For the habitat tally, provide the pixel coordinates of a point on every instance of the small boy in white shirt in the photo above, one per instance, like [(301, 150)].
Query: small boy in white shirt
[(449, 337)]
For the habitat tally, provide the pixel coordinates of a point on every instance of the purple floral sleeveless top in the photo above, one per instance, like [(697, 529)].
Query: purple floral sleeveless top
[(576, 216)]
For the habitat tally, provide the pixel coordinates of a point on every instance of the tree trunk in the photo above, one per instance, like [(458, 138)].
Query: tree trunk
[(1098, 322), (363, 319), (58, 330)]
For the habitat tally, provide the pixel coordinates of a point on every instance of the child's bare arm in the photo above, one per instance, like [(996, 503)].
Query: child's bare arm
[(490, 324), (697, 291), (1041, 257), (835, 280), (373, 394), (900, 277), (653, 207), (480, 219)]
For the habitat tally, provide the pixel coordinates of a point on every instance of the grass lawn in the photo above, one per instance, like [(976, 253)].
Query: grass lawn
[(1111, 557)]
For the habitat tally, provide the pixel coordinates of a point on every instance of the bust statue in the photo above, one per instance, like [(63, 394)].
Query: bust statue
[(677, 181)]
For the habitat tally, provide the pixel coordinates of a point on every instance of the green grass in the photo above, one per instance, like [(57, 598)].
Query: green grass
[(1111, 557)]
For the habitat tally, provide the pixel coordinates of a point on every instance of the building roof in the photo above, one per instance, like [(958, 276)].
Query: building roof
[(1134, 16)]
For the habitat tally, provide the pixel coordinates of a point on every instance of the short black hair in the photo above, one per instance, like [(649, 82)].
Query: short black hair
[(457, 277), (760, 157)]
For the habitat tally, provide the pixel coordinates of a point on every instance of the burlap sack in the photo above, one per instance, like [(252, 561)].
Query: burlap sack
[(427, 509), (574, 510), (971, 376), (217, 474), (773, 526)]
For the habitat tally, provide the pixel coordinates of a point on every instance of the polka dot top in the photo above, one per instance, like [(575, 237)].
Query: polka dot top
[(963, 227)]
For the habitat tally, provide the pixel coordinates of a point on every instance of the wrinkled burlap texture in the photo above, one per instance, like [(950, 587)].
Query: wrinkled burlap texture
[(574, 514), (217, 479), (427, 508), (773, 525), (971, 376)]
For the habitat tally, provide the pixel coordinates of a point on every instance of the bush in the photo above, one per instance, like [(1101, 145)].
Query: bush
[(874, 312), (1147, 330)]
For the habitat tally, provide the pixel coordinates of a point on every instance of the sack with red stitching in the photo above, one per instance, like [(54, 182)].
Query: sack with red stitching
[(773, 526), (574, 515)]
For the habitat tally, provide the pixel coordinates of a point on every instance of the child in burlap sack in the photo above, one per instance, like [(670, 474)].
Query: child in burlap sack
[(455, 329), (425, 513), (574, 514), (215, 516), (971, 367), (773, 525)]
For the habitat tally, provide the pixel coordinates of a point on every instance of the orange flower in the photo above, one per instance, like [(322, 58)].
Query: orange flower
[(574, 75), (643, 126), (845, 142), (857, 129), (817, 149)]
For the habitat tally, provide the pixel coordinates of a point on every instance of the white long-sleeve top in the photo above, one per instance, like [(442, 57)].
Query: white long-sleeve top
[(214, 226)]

::::

▸ **WHAT TO WORK ON**: From the records above, extract every line exactly as it stands.

▸ **WRITTEN ANSWER**:
For the habitat tally, provide the pixel coordinates of a point on every instance of the small boy in white shirt in the photo above, one per instance, like [(301, 150)].
Query: small boy in white shirt
[(449, 337)]
For the habitat tally, provide the pixel coordinates of a point on every instance of the purple floral sleeveless top in the photo above, one per instance, like [(697, 529)].
Query: purple floral sleeveless top
[(576, 216)]
For the habitat tally, provide the pixel coordinates of a point on every instance of the tree trunk in the photo above, one per instance, like [(458, 138)].
Query: tree trunk
[(1098, 322), (363, 319), (58, 330)]
For the habitat tally, provide the pixel coordinates of a point on every instance of the child's bare arm in the photo above, one per instance, like [(996, 503)].
Query: child's bare arm
[(490, 324), (697, 291), (1041, 257), (835, 280), (373, 394), (900, 277), (653, 207), (480, 219)]
For the habitat tally, provide the pixel coordinates of a point on every instance of the grass lawn in the photo above, one per instance, like [(976, 253)].
Query: grass lawn
[(1111, 557)]
For the habitat tally, provide the pixel coordinates of a point on every instance of the bust statue in the photo above, one per instance, like [(63, 394)].
Query: bust statue
[(677, 181)]
For the habitat tally, provide the pixel coordinates of a point on every instance of the green grass in the photo above, one per instance, like [(57, 598)].
Query: green grass
[(1111, 557)]
For the habitat tally, provide the pixel coordinates of a point on every instance of the building roof in the photo above, one per instance, like [(958, 276)].
Query: building roof
[(1134, 16)]
For the habitat tally, provide the pixel coordinates of a point on every instance of the short black hair in the photo above, one per instance, like [(649, 82)].
Query: short black hair
[(457, 277), (760, 157)]
For the habitat tally, provide the pixel coordinates of a point on every instance of the burlap sack in the photo above, one per instance, like [(252, 561)].
Query: burlap sack
[(427, 509), (574, 510), (971, 376), (217, 474), (773, 526)]
For the habitat tally, provide the pixel coordinates of a point on every instance of the polka dot top in the photo above, one per instance, like [(575, 237)].
Query: polka dot top
[(963, 227)]
For the habitat tally, provide the pixel coordinates of a point on every instance of the wrinkled burlap texture in the photo above, one per instance, like [(950, 587)].
Query: wrinkled burlap texture
[(574, 514), (217, 479), (427, 508), (773, 525), (971, 376)]
For the habitat tally, provide the pixel coordinates of a point on every instance of the bush in the photo above, one per instance, like [(1101, 145)].
Query: bush
[(874, 312), (1147, 330)]
For the habitat tally, provide the pixel coordinates of a point on every instance of the sack with red stitching in the photo above, one per instance, like [(54, 182)].
Query: sack with red stitching
[(773, 526), (574, 515)]
For the habitat tally, provide the pixel coordinates of a point on every instance of the child in burlap sack in the photo above, one per instance, like [(670, 474)].
Query: child in burlap sack
[(455, 329), (425, 513), (574, 514), (215, 516), (971, 367), (773, 525)]
For the habitat tally, provide the pixel coordinates of a point on every instance of the orange flower in the photo above, one per instance, like [(322, 58)].
Query: orange flower
[(574, 75), (643, 126), (845, 142), (857, 129), (817, 149)]
For the habitat tally, provide the pixel coordinates of a point on every instance of the white long-sleeve top in the photo above, one per instance, like [(442, 57)].
Query: white long-sleeve top
[(214, 226)]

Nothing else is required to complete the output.